Rewrite the material below as a JSON list of strings, one string per line and blank lines omitted. Cover the material from its first line through the line containing "column 897, row 145", with both of those lines included.

____________

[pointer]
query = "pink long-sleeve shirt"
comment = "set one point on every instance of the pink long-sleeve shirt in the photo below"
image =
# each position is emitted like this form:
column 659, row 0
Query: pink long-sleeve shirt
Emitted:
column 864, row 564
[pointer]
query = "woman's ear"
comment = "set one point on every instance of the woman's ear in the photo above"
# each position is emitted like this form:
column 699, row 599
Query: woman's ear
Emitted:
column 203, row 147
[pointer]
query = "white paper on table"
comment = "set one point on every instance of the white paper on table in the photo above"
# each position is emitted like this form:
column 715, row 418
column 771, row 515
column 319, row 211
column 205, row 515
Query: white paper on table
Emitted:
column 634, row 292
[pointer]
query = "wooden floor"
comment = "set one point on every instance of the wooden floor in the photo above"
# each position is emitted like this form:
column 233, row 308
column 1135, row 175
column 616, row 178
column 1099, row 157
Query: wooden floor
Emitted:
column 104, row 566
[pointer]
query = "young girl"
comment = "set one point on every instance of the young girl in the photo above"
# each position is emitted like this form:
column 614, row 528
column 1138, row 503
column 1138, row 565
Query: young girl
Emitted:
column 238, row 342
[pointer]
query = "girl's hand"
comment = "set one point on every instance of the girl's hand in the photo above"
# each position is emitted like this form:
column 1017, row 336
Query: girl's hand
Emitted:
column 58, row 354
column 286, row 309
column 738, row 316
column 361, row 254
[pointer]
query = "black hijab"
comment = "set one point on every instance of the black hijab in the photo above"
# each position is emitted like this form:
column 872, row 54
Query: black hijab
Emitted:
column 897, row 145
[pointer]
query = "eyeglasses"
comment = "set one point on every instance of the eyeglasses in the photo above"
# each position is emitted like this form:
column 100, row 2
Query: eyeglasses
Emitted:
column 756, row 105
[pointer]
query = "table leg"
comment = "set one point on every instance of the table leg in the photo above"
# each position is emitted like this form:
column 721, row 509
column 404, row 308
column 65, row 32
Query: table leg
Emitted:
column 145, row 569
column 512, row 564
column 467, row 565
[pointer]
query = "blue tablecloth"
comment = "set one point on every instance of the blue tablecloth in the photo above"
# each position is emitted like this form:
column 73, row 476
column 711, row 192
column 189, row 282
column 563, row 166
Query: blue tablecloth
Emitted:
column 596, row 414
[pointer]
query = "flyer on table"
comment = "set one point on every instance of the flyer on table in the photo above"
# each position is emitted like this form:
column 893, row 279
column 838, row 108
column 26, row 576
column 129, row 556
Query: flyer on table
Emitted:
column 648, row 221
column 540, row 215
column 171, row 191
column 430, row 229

____________

▶ [Correct answer]:
[
  "[pointer]",
  "query = \"pink long-sleeve shirt\"",
  "comment = \"set one point on every instance of the pink long-sleeve shirt in the photo below\"",
  "image =",
  "# each position is emitted like this form:",
  "column 659, row 0",
  "Query: pink long-sleeve shirt",
  "Emitted:",
  "column 864, row 564",
  "[pointer]",
  "query = \"woman's ear\"",
  "comment = \"set one point on every instance of the woman's ear in the photo above\"",
  "# each position is emitted like this form:",
  "column 699, row 599",
  "Query: woman's ear",
  "Emitted:",
  "column 203, row 147",
  "[pointer]",
  "query = \"white paper on table\"",
  "comment = \"set one point on every instance of the white paper on table in the photo above\"",
  "# each position is emitted like this form:",
  "column 715, row 418",
  "column 771, row 515",
  "column 319, row 211",
  "column 205, row 515",
  "Query: white paper on table",
  "Emitted:",
  "column 634, row 292",
  "[pointer]",
  "query = \"wooden floor\"",
  "comment = \"set one point on every instance of the wooden floor in the photo above\"",
  "# each position is emitted like this form:",
  "column 233, row 308",
  "column 1135, row 175",
  "column 616, row 178",
  "column 1099, row 157",
  "Query: wooden floor",
  "Emitted:",
  "column 104, row 566",
  "[pointer]",
  "query = \"young girl\"",
  "comment = \"set one point on every instance of the young girl in the photo above\"",
  "# each position is emitted like this form:",
  "column 614, row 528",
  "column 1138, row 503",
  "column 1138, row 565",
  "Query: young girl",
  "Emitted:",
  "column 238, row 342",
  "[pointer]",
  "query = \"girl's hand\"",
  "comment = \"set one point on every instance of the girl's hand in the photo above\"",
  "# each position is emitted like this form:",
  "column 1017, row 336",
  "Query: girl's hand",
  "Emitted:",
  "column 58, row 354",
  "column 286, row 309",
  "column 738, row 316",
  "column 361, row 254",
  "[pointer]",
  "query = \"black hijab\"",
  "comment = \"set one point on every instance of the black hijab in the photo above\"",
  "# each position is emitted like this form:",
  "column 872, row 54",
  "Query: black hijab",
  "Emitted:",
  "column 897, row 145"
]